WORK REQUIRED >>
State the number of lines in these records that include the word "background", and add nothing to it.

Photo-based referring expression data:
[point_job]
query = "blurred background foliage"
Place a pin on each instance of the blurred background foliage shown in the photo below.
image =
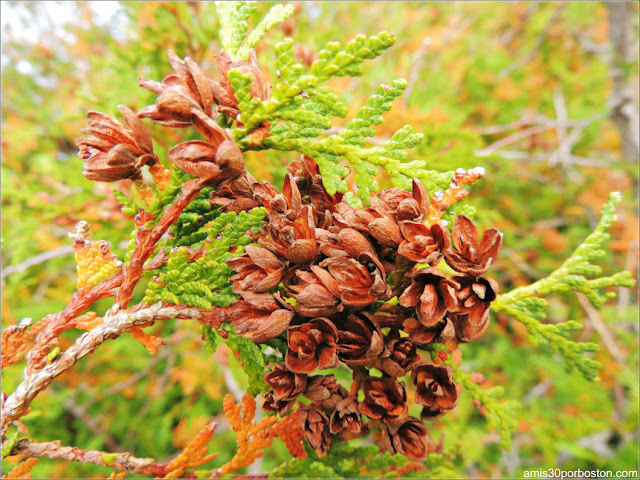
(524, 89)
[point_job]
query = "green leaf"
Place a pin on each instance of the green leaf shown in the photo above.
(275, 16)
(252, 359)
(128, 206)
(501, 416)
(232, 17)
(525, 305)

--

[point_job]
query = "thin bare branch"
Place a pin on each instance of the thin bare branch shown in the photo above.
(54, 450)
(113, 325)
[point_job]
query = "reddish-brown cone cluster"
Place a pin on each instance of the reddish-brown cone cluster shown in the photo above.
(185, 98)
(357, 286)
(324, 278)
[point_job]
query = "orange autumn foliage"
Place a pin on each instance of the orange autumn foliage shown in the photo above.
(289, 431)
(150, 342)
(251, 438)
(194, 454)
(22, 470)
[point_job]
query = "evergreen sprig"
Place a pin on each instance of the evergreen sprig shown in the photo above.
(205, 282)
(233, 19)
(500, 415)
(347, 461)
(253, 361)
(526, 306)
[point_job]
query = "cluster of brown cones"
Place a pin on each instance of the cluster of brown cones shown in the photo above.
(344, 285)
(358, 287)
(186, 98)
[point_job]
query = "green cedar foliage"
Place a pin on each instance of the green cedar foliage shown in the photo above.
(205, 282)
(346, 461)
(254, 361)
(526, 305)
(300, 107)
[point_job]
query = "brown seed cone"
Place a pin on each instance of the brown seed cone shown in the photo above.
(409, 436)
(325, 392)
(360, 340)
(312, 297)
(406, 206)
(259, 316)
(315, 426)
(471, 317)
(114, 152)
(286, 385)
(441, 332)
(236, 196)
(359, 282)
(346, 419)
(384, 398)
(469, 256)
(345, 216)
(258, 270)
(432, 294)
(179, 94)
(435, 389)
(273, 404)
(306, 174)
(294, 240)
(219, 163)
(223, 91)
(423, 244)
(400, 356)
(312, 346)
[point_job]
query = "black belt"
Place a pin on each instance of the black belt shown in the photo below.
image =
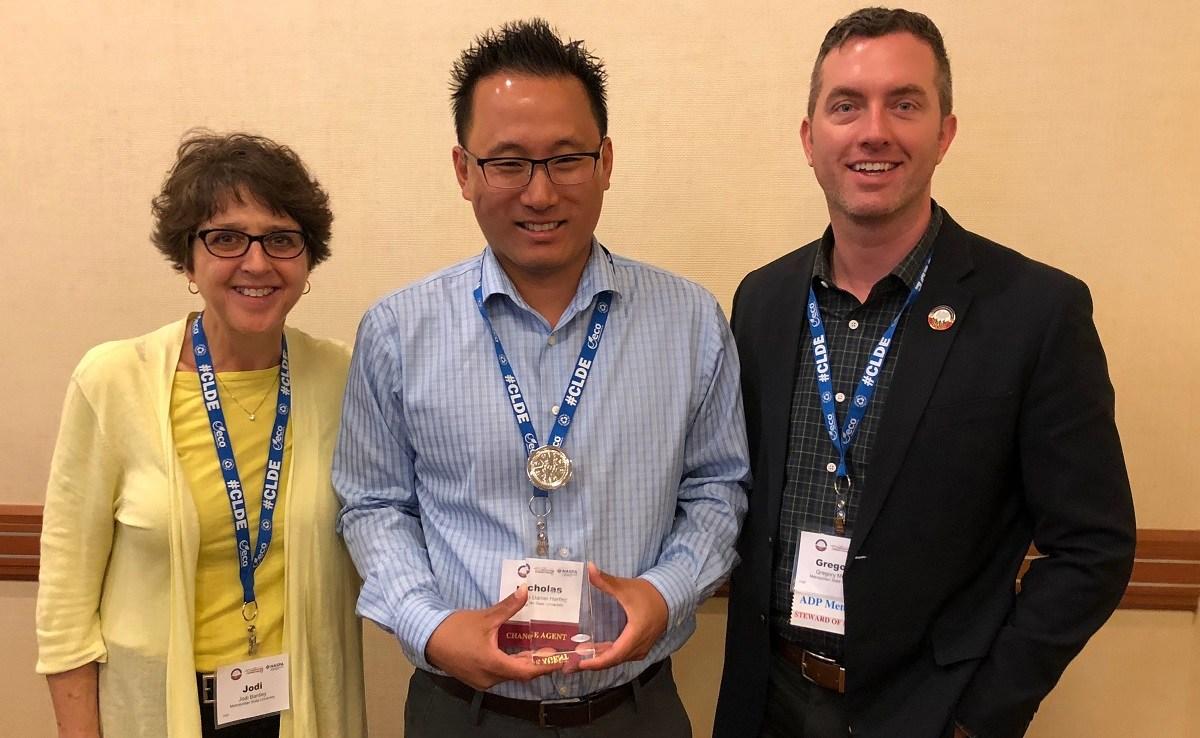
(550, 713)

--

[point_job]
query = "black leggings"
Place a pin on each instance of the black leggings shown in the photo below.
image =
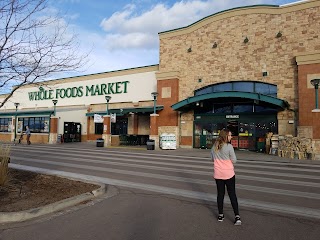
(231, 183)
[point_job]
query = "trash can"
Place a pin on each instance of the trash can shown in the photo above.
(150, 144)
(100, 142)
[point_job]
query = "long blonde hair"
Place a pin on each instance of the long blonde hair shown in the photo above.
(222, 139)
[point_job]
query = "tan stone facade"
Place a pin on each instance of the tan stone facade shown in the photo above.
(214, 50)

SOLVED PROBLEM >>
2